## [Given text]
┏━━
Among the new city types, Innovators with world-class capabilities in science and technology have seen investment volumes grow by 50% since 2006. In particular, Berlin emerged as a hotspot for cross-border investment, ranking as one of the top global destinations for cross-border capital. Meanwhile, Lifestyle cities like Vancouver, which saw investment volumes rise by 168% in 2017, will continue to attract global investment capital.
‘Increasingly, groups of cities share characteristics, aspirations and priorities in terms of the specialisms that they nurture, the talent and businesses that they attract, and the style and quantity of real estate required,’ says Jeremy Kelly, director in global research at JLL. ‘With this in mind, it makes sense to assess a city's real estate market dynamics through the lens of these city groups, to complement more traditional approaches to evaluating the impact of city competitiveness on real estate.’
The 10 new city types
The Big Seven are the elite set of cities that account for around a quarter of all capital invested in commercial real estate globally, and have the unique power to be default locations for cross-border investors and corporates.
Contenders have seen the fastest growth in real estate investment in the past decade and among the strongest office rental growth since 2000.
Underpinned by a strong entrepreneurial spirit and research capabilities, Innovators such as Berlin, Boston and Seattle are important cities in high-value economies. They attract among the greatest volume of real estate investment relative to their size.
┗━━
## [Problem statement]
From the text on the new city types, reproduce everything from "Among the new" down to "global investment capital." word for word.

## [Given data]
┏━━
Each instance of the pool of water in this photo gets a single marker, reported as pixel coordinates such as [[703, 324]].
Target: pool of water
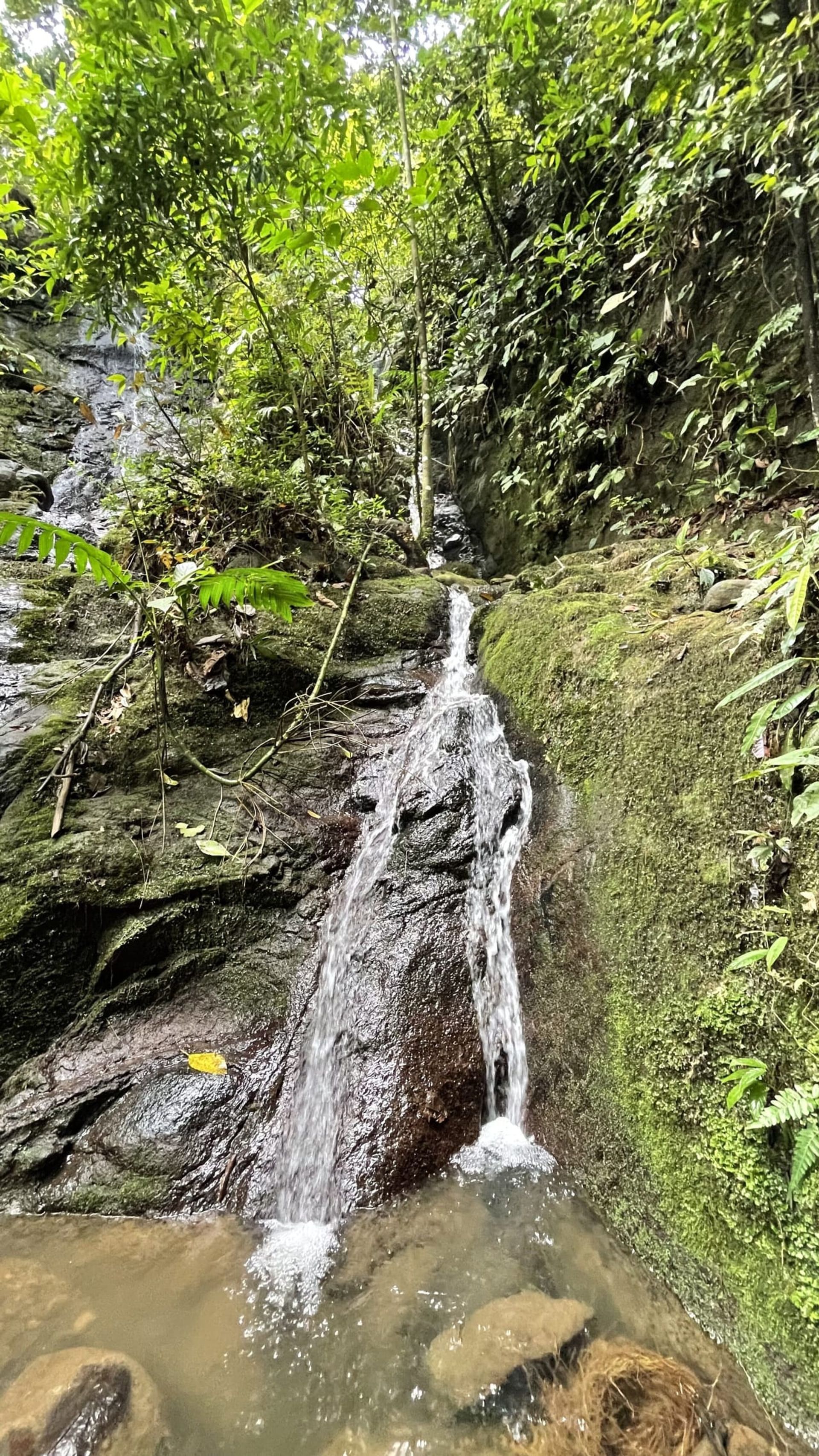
[[254, 1357]]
┗━━
## [Solution to the exercise]
Among the new city types, Innovators with world-class capabilities in science and technology have seen investment volumes grow by 50% since 2006. In particular, Berlin emerged as a hotspot for cross-border investment, ranking as one of the top global destinations for cross-border capital. Meanwhile, Lifestyle cities like Vancouver, which saw investment volumes rise by 168% in 2017, will continue to attract global investment capital.